Coordinate annotation records
────

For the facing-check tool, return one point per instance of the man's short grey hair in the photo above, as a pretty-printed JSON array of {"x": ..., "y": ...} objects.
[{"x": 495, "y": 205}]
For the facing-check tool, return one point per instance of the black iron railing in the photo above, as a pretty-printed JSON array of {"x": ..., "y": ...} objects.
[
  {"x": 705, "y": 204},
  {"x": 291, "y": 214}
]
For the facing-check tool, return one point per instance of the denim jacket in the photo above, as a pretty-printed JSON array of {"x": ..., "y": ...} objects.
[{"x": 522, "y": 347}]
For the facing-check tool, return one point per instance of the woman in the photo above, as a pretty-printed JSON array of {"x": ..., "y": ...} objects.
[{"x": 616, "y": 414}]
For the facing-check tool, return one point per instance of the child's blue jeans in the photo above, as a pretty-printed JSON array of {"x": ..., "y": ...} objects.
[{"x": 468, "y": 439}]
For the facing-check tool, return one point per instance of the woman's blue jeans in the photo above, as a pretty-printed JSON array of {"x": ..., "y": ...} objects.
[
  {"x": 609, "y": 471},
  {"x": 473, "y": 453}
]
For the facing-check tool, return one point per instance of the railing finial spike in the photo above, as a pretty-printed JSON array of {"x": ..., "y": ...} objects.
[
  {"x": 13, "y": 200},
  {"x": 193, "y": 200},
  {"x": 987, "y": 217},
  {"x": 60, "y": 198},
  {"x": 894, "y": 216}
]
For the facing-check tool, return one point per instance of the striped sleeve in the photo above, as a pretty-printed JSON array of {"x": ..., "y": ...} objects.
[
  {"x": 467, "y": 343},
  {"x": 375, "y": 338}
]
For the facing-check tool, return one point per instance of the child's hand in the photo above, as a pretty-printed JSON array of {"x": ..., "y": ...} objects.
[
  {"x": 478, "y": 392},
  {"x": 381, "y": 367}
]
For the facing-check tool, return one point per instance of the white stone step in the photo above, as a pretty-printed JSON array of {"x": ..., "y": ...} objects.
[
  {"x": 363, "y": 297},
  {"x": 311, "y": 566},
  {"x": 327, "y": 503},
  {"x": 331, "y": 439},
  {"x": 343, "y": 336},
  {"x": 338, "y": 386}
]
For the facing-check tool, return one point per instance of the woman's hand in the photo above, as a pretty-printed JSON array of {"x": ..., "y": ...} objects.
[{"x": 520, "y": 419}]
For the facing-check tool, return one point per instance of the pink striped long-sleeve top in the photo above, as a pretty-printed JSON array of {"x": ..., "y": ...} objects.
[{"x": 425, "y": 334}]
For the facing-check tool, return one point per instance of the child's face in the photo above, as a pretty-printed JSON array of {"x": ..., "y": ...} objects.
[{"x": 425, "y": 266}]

────

### [Stated task]
Transcribe all of the lines in the records precisely.

### [Exercise answer]
For the facing-check tool, return one point per instance of the man's short grey hair in the photo above, as a pretty-printed JSON array of {"x": ..., "y": ...} objects.
[{"x": 495, "y": 205}]
For the facing-check tool, return one point per instance of the black iron railing in the photo above, as a pretty-printed JSON array of {"x": ..., "y": ...} objects.
[
  {"x": 705, "y": 204},
  {"x": 291, "y": 214}
]
For the facing-check tool, return one point per instance of the denim jacket in the photo above, as a pretty-printed JSON array of {"x": ..., "y": ...} objects.
[{"x": 522, "y": 347}]
For the facing-check tool, return one point per instance of the woman in the photo above, as a pretty-printed JSON array of {"x": ..., "y": ...} objects.
[{"x": 616, "y": 414}]
For the facing-check tool, return one point per instance of the child's blue jeans in the photo above, as a pretty-printed JSON array of {"x": ..., "y": ...} objects.
[{"x": 468, "y": 439}]
For the facing-check tool, return one point per instance of the woman's blue jeans in the photo above, as a pretty-printed JSON array of {"x": ..., "y": ...} objects.
[
  {"x": 609, "y": 471},
  {"x": 473, "y": 453}
]
For the facing-check tool, return one point per instance of the railing finial spike in the photo above, as a pretty-printed JSON array of {"x": ..., "y": ...} objects.
[
  {"x": 13, "y": 200},
  {"x": 193, "y": 200},
  {"x": 987, "y": 217},
  {"x": 60, "y": 198},
  {"x": 894, "y": 216}
]
For the facing-check tool, return one point per instance of the striped sleeve in the photo above, as a pretty-printed JSON array of {"x": ..., "y": ...} objects.
[
  {"x": 467, "y": 343},
  {"x": 375, "y": 338}
]
For the facing-check tool, return one point per instance of the child's hand in the photo above, as a pretty-printed JSON array of {"x": ..., "y": ...} objects.
[
  {"x": 478, "y": 392},
  {"x": 381, "y": 367}
]
For the facing-check tool, return one point per instance of the white stone step in the photo above, as a pretty-printed JSON array of {"x": ..., "y": ...} objects.
[
  {"x": 363, "y": 297},
  {"x": 311, "y": 566},
  {"x": 327, "y": 503},
  {"x": 331, "y": 439},
  {"x": 343, "y": 336},
  {"x": 338, "y": 386}
]
For the facing-check tool, return one point per instance of the woman's hand in the photo above, as a pretty-printed JSON array of {"x": ..., "y": ...} objects.
[{"x": 520, "y": 419}]
For the facing-check tool, return one point per instance of the pink striped long-sleeve top in the photo above, as a pretty-printed JSON array of {"x": ..., "y": ...} objects.
[{"x": 425, "y": 334}]
For the facing-check tool, return one point per instance of the child's face in the photo above, as a pretty-printed JSON array of {"x": ..., "y": ...} objects.
[{"x": 425, "y": 266}]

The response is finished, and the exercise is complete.